Text ▸
Two new dramas fall for different kinds of love.

Dolan Cummings

Topics Culture

Second Generation (Channel 4, early this week) was presented as an edgy drama about young Asians dealing with the conflicting demands of family and modern life in east London. At heart, though, it was an incredibly old-fashioned love story.

Indeed, it was so old-fashioned that a careless viewer might have taken it to be saying that racially mixed relationships don’t work and we’re better off sticking with people from our own culture. That would be unfair, though. The drama’s message was much less politically incorrect and much more conservative.

In fact, the love that triumphed at the end was mixed: he was a Muslim and she a Hindu. When Sam told Heere that he understood her in a way her white boyfriend never would, he wasn’t talking about race or culture, but the fact that they had grown up together. Recurring home videos of the two playing together as children reinforced the point that their childhood affinity conquered all.

This childhood fetish was equally apparent in a subplot involving Uzi, a young Asian ragga-style performer being courted by Sam’s music label. Watching his younger brothers playing without a care in the world, Uzi told Sam that was the best age to be. Similarly, Sam’s own reluctance to sell out was in large part a fear of growing up.

In Second Generation’s childish worldview, love was presented as a mysterious, unbreakable bond over which the protagonists had no control. A cynic might argue that all love is based on this kind of bad faith, but a very different model is presented in the third of the BBC’s contemporary versions of the Canterbury Tales.

Entries from a dataset
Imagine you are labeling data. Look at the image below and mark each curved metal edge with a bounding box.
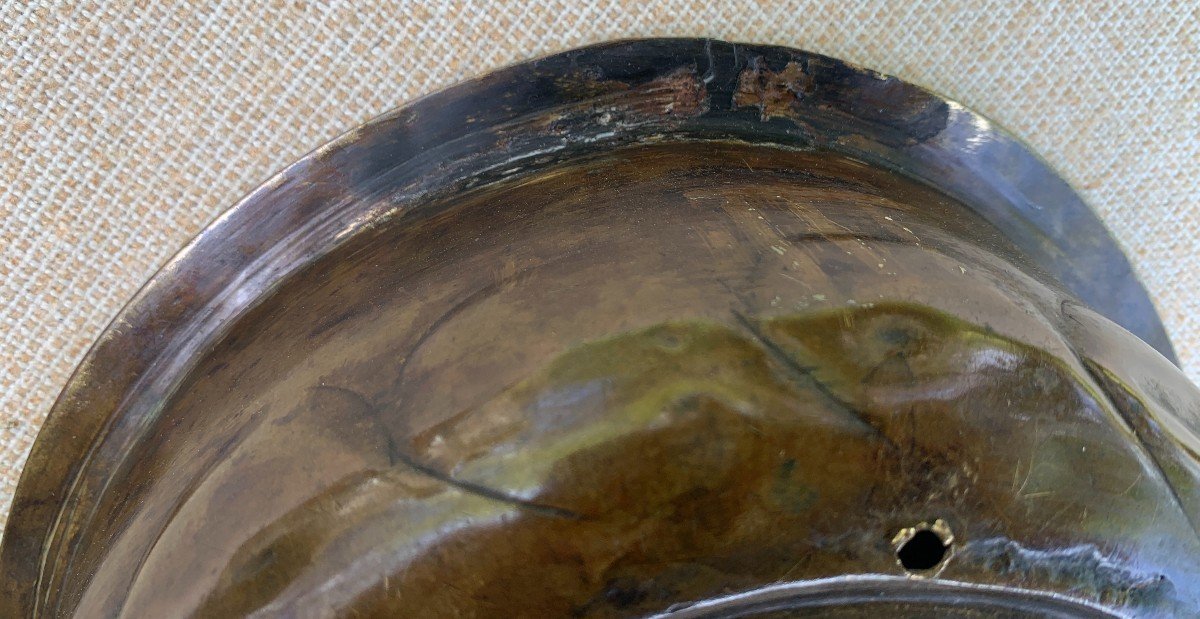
[0,38,1174,615]
[653,575,1121,619]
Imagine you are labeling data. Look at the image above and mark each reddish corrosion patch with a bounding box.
[733,61,812,120]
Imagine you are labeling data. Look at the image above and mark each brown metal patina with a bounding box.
[0,40,1200,617]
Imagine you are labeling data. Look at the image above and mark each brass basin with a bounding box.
[0,40,1200,617]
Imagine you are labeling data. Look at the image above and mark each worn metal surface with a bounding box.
[0,40,1200,617]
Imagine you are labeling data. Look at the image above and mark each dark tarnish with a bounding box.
[0,40,1200,618]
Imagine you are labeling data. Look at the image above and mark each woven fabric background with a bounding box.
[0,0,1200,525]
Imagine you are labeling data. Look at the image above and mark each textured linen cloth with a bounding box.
[0,0,1200,525]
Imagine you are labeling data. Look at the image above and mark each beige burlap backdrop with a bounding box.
[0,0,1200,532]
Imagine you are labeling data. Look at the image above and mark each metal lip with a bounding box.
[0,38,1174,615]
[654,575,1120,619]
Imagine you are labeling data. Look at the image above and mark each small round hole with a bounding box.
[896,529,948,571]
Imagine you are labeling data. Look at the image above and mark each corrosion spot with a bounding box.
[733,58,812,120]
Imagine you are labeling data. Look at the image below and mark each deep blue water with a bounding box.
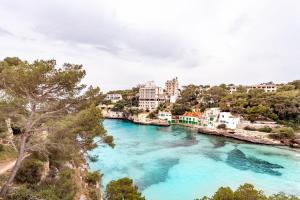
[90,120,300,200]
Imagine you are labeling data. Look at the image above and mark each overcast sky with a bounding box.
[0,0,300,91]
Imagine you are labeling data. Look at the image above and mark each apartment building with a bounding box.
[229,83,277,93]
[139,81,165,110]
[104,94,123,103]
[165,77,179,103]
[247,83,277,92]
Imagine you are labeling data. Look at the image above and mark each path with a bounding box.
[0,160,16,175]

Objectives ▸
a) Answer these questions from the review, giving each answer on its own line marked like its question:
(i) Which channel aired Second Generation?
(ii) What faiths do the two people in the love that triumphs at the end follow?
(iii) Who is courting Uzi?
b) Condense the paragraph of the review that begins "In fact, the love that triumphed" into two sentences, keeping its main facts.

Answers per task ▸
a)
(i) Channel 4
(ii) He is a Muslim and she is a Hindu.
(iii) Sam's music label

b) The love that won out at the end was mixed, between a Muslim man and a Hindu woman. Sam's claim that he understood Heere as her white boyfriend never would rested not on race or culture but on their having grown up together, a point reinforced by recurring home videos of them playing as children.